● Задачи для решения
1. Верните дословно фрагмент отрывка о Маяковском, начиная со слов «Страна о рождении» и дальше вплоть до слов «сроком один год.».
2. Перечислите всех поэтов, названных в приведённой в отрывке о Маяковском части письма Асеева.
3. Продолжите отрывок о Маяковском, начав сразу после его последнего предложения.

● Исходный текст
У него глубокий бархатный бас, поражающий богатством оттенков и сдержанной мощью. Его артикуляция, его дикция безукоризненны, не пропадает ни одна буква, ни один звук».

Среди других было прочитано стихотворение, написанное во время возвращения из Америки – «Домой». Галина Катанян:

«Одно стихотворение – но сколько в нём смен настроений, ритмов, тембров, темпов и жестов! А строки


"Маркита, / Маркита, / Маркита моя,

зачем ты, / Маркита, / не любишь меня…"


он даже напевал на мотив модного вальс-бостона.


Конец же

"Я хочу быть понят моей страной,

а не буду понят — / что ж?!

По родной стране / пройду стороной,

как проходит / косой дождь" —


он читал спокойно, грустно, всё понижая голос, сводя звук на полное пиано. Впечатление, произведённое контрастом между всем стихотворением и этими заключительными строками, было так сильно, что я заплакала».

Василий Катанян:

«Его спрашивают:

– Как вы относитесь к Демьяну Бедному?

– Читаю, – ответил Маяковский.

– А к Есенину (прошло два месяца со дня его смерти)?

– Вообще к покойникам я отношусь с предубеждением.

– На чьи деньги вы ездите за границу?

– На ваши.

– Часто ли вы заглядываете в Пушкина?

– Никогда не заглядываю. Пушкина я знаю наизусть.

Девушке, которая то и дело передаёт ему записки на сцену, он говорит:

– Кладите на рояль. Когда наполнится, я их вместе с роялем возьму.

После вечера снова несколько извозчиков. Уже прямо на вокзал».

Снова Москва

28 февраля 1926 года в Ленинграде у Надежды Сергеевны Аллилуевой, жены Иосифа Сталина, родилась дочь, которую родители назвали Светланой. Девочка родилась в Ленинграде, куда Надежда Сергеевна для этого уезжала.

Борис Бажанов:

«Когда она вернулась, и я её увидел, она мне сказала: “Вот, полюбуйтесь моим шедевром”. Шедевру было месяца три, он был сморщенным комочком. Это была Светлана. Мне было разрешено в знак особого доверия подержать её на руках (недолго, четверть минуты – эти мужчины такие неловкие)».

Страна о рождении дочери Сталина, конечно же, ничего не знала – ведь отец новорождённой в тот момент ещё не стал вождём всех времён и народов.

А Маяковский в начале марта вернулся в Москву. И сразу узнал, что говорилось о судьбе поэтов-лефовцев в письме Асеева, которое было передано члену политбюро Льву Троцкому. В письме были такие строки:

«Печально и безрадостно отцветает молодость Василия Каменского, поэта исключительного темперамента и эмоциональной одарённости…

Книга Б.Пастернака, поэта европейского масштаба высокой квалификации, «Сестра моя жизнь»… не издана ГИЗом…

И.Л.Сельвинский, поэт очень крупного дарования, …не имеет возможности печататься и заниматься целиком своим делом (служит в Сельскосоюзе)…

Поэтам В.В.Маяковскому и Н.Н.Асееву заявлено, чтобы они со своими произведениями в ГИЗ являться «не беспокоились» по крайней мере сроком один год.

● Сохранённые данные
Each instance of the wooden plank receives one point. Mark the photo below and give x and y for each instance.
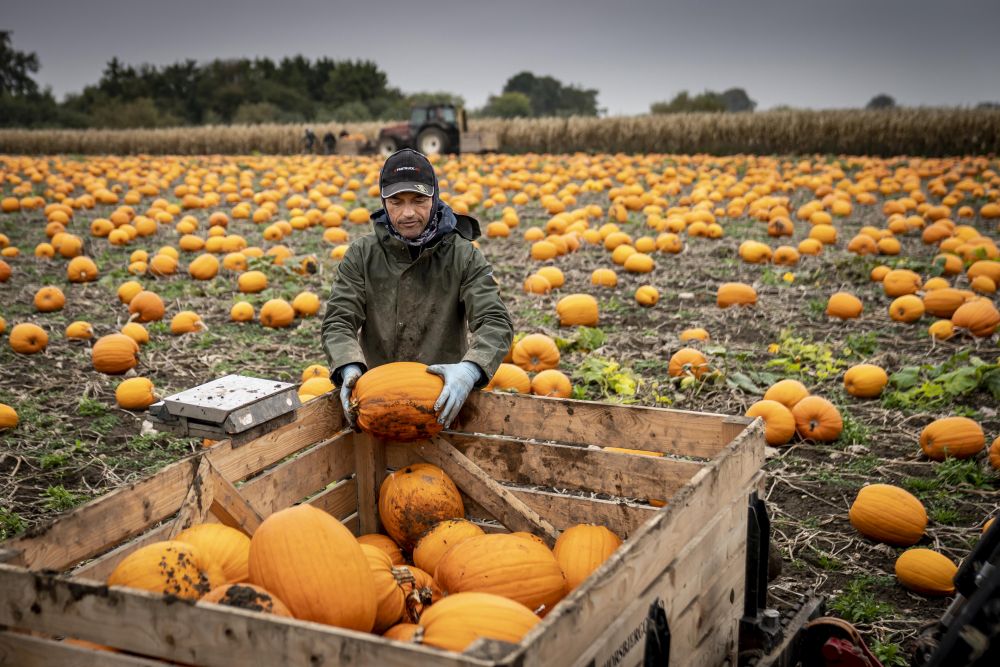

● Ответы по заданиям
1.
Страна о рождении дочери Сталина, конечно же, ничего не знала – ведь отец новорождённой в тот момент ещё не стал вождём всех времён и народов.

А Маяковский в начале марта вернулся в Москву. И сразу узнал, что говорилось о судьбе поэтов-лефовцев в письме Асеева, которое было передано члену политбюро Льву Троцкому. В письме были такие строки:

«Печально и безрадостно отцветает молодость Василия Каменского, поэта исключительного темперамента и эмоциональной одарённости…

Книга Б.Пастернака, поэта европейского масштаба высокой квалификации, «Сестра моя жизнь»… не издана ГИЗом…

И.Л.Сельвинский, поэт очень крупного дарования, …не имеет возможности печататься и заниматься целиком своим делом (служит в Сельскосоюзе)…

Поэтам В.В.Маяковскому и Н.Н.Асееву заявлено, чтобы они со своими произведениями в ГИЗ являться «не беспокоились» по крайней мере сроком один год.

2. Василий Каменский, Б. Пастернак, И. Л. Сельвинский, В. В. Маяковский, Н. Н. Асеев

3.
Тираж последней книжки стихов В.Маяковского – всего 2000 экземпляров. <Тогда как> лекции Маяковского с чтением тех же самых стихов собирают до 8000 человек… Вход на эти лекции стоит в среднем 1 р. 50 к., что не превышает средней цены книжных стихов.

Мы не жалуемся и не ноем. Мы с полным сознанием ответственности за своё «право на песни» в настоящих хозяйственных условиях страны пытаемся указать на тот хаос и бесхозяйственность, на то снижение уровня квалификации, которых можно избежать, дав возможность стихотворцам участвовать в организации и распространении своего труда на уровне с другими видами производств, хотя бы на небольшом масштабе показательного хозяйства».

Но настоящим вождём страны Советов (с правом что-то решать) Троцкий уже не был, и заседать в политбюро ему осталось всего полгода, поэтому письмо Асеева почти ничего в писательских делах не изменило.

23 марта Маяковский подписал договор с театром Мейерхольда на «Комедию с убийством» (срок сдачи – «через две недели»). В комментариях к 11 тому собрания сочинений поэта об этой пьесе говорится:

«Возможно, что в “Комедии с убийством” сопоставлялись две девушки: одна из Советского Союза, которая “хочет красивой жизни”, и другая – из Америки, – та “пресытилась” и едет в СССР… Что касается “убийства”, значащегося в заголовке комедии, то оно может быть соотнесено только со словом “Дуэль” в записи содержания двенадцатой картины».

Больше никакой конкретной информации об этой пьесе до наших дней не дошло. Но Всеволод Эмильевич Мейерхольд, обрадованный тем, что Маяковский решил-таки написать для театра пьесу, отправил поэту письмо:


«Дорогой друг Маяковский.

Ты мне сказал вчера, что я всё молодею и молодею. Сообщаю Тебе, что со вчерашнего дня с моих плеч свалился ещё десяток лет. Это оттого, что мне предстоит ставить Твою пьесу. Буду ставить её сам, но Тебя буду просить помогать мне…

Любящий Тебя  В с е в о л о д».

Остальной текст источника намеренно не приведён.